Need Quality Code? Get Silver Backed

Spatial Search in Lucene.Net - Worked Example

1stApr

0

by Gary H

We've received a lot of contact over the Spatial Search in Lucene.Net article that we published earlier this year. In this article we revisit the Spatial framework and use a worked example to explore its usage.

Getting started

We start by creating a console application for our example. Give it a reasonable name (I chose LuceneSpatialExample), ensure you are targetting the .Net Framework 4.0 and create it. The next step is to reference the Lucene packages we care about. We're going to use the same versions of Spatial as we did in the previous article (2.9.4.1) so using the Package Manager run:

Install-Package Lucene.Net -Version 2.9.4.1
Install-Package Lucene.Net.Contrib -Version 2.9.4.1

Modelling Locations

Spatial search requires locations to search against. In the interests of making this example as useful as possible, we're going to model our locations in a manner that may be seen in the wild in existing systems. We start by creating a Location class:

using System;
using System.Collections.Generic;
using System.Linq;
using System.Text;

namespace LuceneSpatialExample
{
    public class Location
    {
        public int? Id { get; set; }
        public string Name { get; set; }
        public Coordinate Coordinates { get; set; }

        public Location()
        {
            
        }

        public Location(int id, string name, Coordinate cord)
        {
            Id = id;
            Name = name;
            Coordinates = cord;
        }
    }
}

Note that theLocation has an Id, a name and a Coordinate. The coordinate models latitude and longitude and is the next class we create:

namespace LuceneSpatialExample
{
    public class Coordinate
    {
        public double Latitude { get; set; }
        public double Longitude { get; set; }

        public Coordinate()
        {
            
        }

        public Coordinate(double latitude, double longitude)
        {
            Latitude = latitude;
            Longitude = longitude;
        }
    }
}

Finally we want a nice data access mechanism so we'll use a very simple repository for our example and pre-populate it with some locations:

using System.Collections.Generic;
using System.Linq;

namespace LuceneSpatialExample
{
    public static class LocationRepository
    {
        private static readonly List<Location> Locations = 
          new List<Location>(new[]
            {
                new Location(1, "Buffalo", 
                            new Coordinate(45.17614, -93.87341)),
                new Location(2, "New York", 
                            new Coordinate(40.7143, -74.006)),
                new Location(3, "San Francisco", 
                            new Coordinate(37.7752, -122.4232)),
            }); 

        public static IEnumerable<Location> All()
        {
            return Locations;
        }

        public static Location Get(int id)
        {
            return Locations.FirstOrDefault(l => l.Id == id);
        }

        public static IEnumerable<Location> GetMany(params int[] ids)

Coordinate annotation items
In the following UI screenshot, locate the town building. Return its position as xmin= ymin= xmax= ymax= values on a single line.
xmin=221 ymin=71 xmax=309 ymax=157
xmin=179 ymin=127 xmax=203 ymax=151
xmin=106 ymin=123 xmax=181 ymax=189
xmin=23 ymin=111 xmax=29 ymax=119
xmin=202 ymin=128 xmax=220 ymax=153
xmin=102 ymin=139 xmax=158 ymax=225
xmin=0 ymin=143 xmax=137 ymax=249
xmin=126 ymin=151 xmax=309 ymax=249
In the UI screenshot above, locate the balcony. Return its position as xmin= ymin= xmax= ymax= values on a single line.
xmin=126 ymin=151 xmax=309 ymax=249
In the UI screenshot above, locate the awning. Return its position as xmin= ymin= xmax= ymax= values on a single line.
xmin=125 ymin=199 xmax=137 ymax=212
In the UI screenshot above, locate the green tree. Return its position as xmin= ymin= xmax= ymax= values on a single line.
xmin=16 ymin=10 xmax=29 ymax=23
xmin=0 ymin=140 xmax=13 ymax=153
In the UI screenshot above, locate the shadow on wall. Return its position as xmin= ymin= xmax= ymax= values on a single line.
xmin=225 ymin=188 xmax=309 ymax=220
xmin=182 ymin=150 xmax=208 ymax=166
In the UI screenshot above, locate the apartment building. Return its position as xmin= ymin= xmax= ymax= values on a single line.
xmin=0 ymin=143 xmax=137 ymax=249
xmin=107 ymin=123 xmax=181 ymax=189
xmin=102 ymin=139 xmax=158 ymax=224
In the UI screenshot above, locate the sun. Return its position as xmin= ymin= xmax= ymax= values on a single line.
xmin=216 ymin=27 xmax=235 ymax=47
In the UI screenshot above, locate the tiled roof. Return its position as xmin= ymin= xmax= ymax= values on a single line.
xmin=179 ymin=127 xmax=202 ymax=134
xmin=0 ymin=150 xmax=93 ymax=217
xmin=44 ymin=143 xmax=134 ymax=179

==

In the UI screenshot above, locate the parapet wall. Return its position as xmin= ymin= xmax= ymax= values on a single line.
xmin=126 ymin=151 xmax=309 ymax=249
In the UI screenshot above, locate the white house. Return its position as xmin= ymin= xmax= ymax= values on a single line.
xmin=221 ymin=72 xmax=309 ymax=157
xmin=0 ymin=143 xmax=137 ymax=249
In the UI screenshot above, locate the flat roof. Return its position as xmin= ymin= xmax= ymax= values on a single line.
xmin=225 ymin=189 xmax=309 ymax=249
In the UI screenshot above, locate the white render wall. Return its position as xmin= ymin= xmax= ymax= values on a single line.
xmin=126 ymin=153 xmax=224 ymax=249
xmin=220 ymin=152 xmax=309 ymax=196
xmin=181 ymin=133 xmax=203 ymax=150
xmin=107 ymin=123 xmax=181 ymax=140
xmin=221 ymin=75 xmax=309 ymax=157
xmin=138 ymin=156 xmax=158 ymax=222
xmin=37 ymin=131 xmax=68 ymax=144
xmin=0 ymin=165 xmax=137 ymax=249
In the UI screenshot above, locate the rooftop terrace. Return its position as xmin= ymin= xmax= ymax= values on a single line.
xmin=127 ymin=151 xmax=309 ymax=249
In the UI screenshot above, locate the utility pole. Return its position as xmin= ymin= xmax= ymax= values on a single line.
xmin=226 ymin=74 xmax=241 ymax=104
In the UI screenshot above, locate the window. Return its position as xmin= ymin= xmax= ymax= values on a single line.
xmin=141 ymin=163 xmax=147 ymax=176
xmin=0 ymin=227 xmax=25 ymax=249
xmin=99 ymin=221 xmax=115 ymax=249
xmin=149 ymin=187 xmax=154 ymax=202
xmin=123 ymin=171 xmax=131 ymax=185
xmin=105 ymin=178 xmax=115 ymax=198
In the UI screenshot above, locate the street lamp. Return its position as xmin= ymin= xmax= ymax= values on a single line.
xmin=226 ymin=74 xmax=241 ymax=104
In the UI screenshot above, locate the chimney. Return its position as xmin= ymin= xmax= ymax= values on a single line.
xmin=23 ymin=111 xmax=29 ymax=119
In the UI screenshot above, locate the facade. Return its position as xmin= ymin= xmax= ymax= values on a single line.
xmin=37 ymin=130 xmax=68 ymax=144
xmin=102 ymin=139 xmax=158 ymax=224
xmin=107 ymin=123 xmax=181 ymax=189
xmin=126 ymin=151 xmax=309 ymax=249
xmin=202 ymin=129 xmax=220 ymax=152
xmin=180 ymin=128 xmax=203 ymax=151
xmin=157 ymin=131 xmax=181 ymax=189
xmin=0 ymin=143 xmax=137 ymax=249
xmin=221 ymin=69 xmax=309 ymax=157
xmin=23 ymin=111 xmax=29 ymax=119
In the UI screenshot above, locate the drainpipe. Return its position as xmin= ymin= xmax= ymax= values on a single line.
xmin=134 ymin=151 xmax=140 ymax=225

» **EXERCISE DESCRIPTION**
Pick up the Lucene.Net spatial search walkthrough at the point where it stops and carry it forward.

» **RESPONSE BELOW**
        {
            return Locations.Where(l => l.Id.HasValue && 
                                  ids.Contains(l.Id.Value)).ToList();
        }
    }
}

Building a Search Engine

We know what our locations look like and we have modelled our lat/long coordinates so the next step is to build our Search Engine. This is the meat of our work in the example so we'll split it up. To begin with we will create all the gruntwork shared properties that we need to perform a search. We create a SearchEngine class and then within it we create structs to strongly name the fields that we want to index in our search documents.

namespace LuceneSpatialExample
{
    public class SearchEngine
    {
        public struct Fields
        {
            public const string Latitude = "latitude";
            public const string Longitude = "longitude";
            public const string HasGeoCode = "hasGeoCode";
            public const string Name = "name";
            public const string Id = "id";
            public const string LocationTierPrefix = "LocTierPrefix_";
        }

        public struct FieldFlags
        {
            public const string HasField = "true";
            public const string DoesNotHasField = "false";
        }        
    }
}

This will make it easier for us to refer to fields consistently whenever we interact with them. Next up is to add the constants, fields and properties for spatial search as outlined in the previous article.

public const double KmsToMiles = 0.621371192;
private const double MaxKms = 5000 * KmsToMiles;
private const double MinKms = 1 * KmsToMiles;
private static int _startTier;
private static int _endTier;
private static Dictionary<int, CartesianTierPlotter> Plotters 
                                                  { get; set; }
private const int MaxResults = 50;

We also add in some instrumentation so we can tell that the engine has initialised and to get basic timing data out of it. We will also create a single shared IndexSearcher property, a Directory for it to interact with and a utility property for tracking the version of Lucene we are working against.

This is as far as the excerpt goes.